[COMPLETE THE FOLLOWING]
1. In the text on coping with anxiety, list every step given for breaking the cycle between anxiety and poor eating or sleep.
2. Extend the text on coping with anxiety, picking up right after its final sentence.

2. Practice Self-Care

Your mind is one hundred percent connected to your body, and if you’re not taking care of it, your mind won’t function the way you want it to. It’s easy to see the vicious cycle that anxiety can have on the body. Not eating right or getting enough sleep can make your anxiety worse. However, it’s because of your anxiety that you’re not eating or sleeping right in the first place. It feels like a no-win situation; however, there are a few steps you can take to try and break the cycle

  • Reduce caffeine
  • Participate in some physical activity
  • Avoid distractions while trying to fall asleep such as TV or a computer
  • Avoid alcohol and large meals right before bed
  • Go to bed and wake up at the same time, even on the weekends.

3. Keep a Diary

It’s easy to look back at things and think, ‘that wasn’t so bad,’ yet prior to those things happening, we didn’t feel so warm and fuzzy about them. This is known as hindsight bias. It was the uncertainty of those events that had us struggling to find some inner sense of peace. But now that we know the outcome, we’re much better. What is something you spent hours or even days worrying about? When that event actually happened, was it what you thought it would be? Did worrying about it do anything to change the outcome? 

Keeping a diary can be an invaluable way of aiding in stress management and understanding our own strength. It gives us the opportunity to look back and recognize that we made it through all our worries and difficulties, as well as reminds us of how strong we really are. By revisiting our own thoughts, feelings, and experiences regularly, we can gain valuable insight into ourselves, which can help us better cope with whatever comes our way.

4. Be Nice To Yourself 

Why is it that we would never talk to anyone else the way we talk to ourselves? We all have an inner dialogue or self-talk that’s constantly running in our minds. Unfortunately, this internal monologue can sometimes be negative, critical, and worrisome. It’s important to recognize this tendency, and instead of being hard on ourselves, we need to learn to be kinder and gentler with how we speak to ourselves. By channeling these positive thoughts, we can create a sense of calm and well-being that will help us stay grounded and better handle our worries about the future.

[Referring expression pointing data]
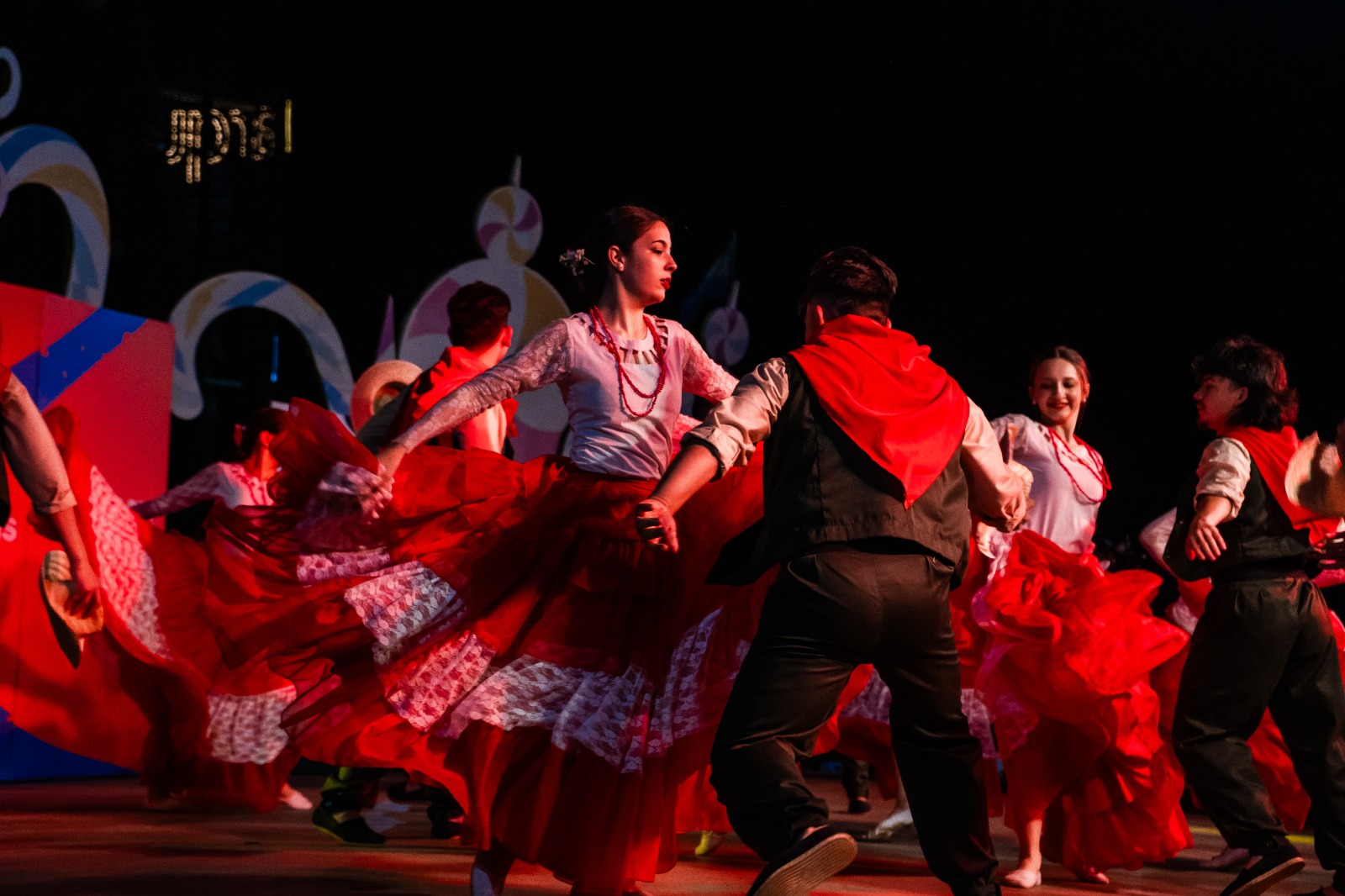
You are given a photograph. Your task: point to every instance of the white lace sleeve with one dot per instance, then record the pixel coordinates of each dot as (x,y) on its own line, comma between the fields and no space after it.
(538,363)
(1020,424)
(701,376)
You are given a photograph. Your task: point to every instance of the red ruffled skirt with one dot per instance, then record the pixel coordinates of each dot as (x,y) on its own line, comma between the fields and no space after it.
(502,631)
(1067,683)
(210,735)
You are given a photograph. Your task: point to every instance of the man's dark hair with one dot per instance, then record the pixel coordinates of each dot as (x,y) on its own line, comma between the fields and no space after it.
(1270,403)
(266,420)
(851,282)
(477,314)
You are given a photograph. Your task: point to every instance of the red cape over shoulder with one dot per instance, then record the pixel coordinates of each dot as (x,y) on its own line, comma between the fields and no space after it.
(880,387)
(454,367)
(1271,452)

[ANSWERS TO EACH TASK]
1.
- Reduce caffeine
- Participate in some physical activity
- Avoid distractions while trying to fall asleep such as TV or a computer
- Avoid alcohol and large meals right before bed
- Go to bed and wake up at the same time, even on the weekends.

2.
5. Focus on what you can control

We realize this will take some effort because the fact is, as humans, we have this desire to control everything around us. While some control is okay, the reality is that life is full of uncertainty and we will most certainly drive ourselves crazy trying to rein it all in. Control is our way of coping with fear and trying to find order in the chaos. So what are things you can control

  • How you interact with loved ones.
  • How you spend your free time.
  • What steps you take to care for your mental health.
  • How much time you spend watching the news or scrolling social media.
  • How you react to something negative.
  • How you take care of your body.
  • Your mindset.
  • How you structure your day. 
  • Knowing when to ask for help.

If focusing on the big things seems like too much, then focus on the small things you can control. For example, if you know you have a hectic day coming up, prepare what you can the night before, like setting up your coffee maker using the timer, laying out your clothes the night before, and preparing what you’re going to do for lunch. Taking charge of what we can do enables us to be more prepared for any unexpected events that might come our way.

Ultimately, learning to cope with stress and anxiety about the future is an ongoing journey. Reaching out for support if needed, finding strategies that work for you, and redirecting your thoughts with positive self-talk can all be effective in managing stress and reducing fear about the future. By understanding our anxieties and learning how to better cope with them, we can start living a more balanced life and reduce unnecessary worry about what could happen next.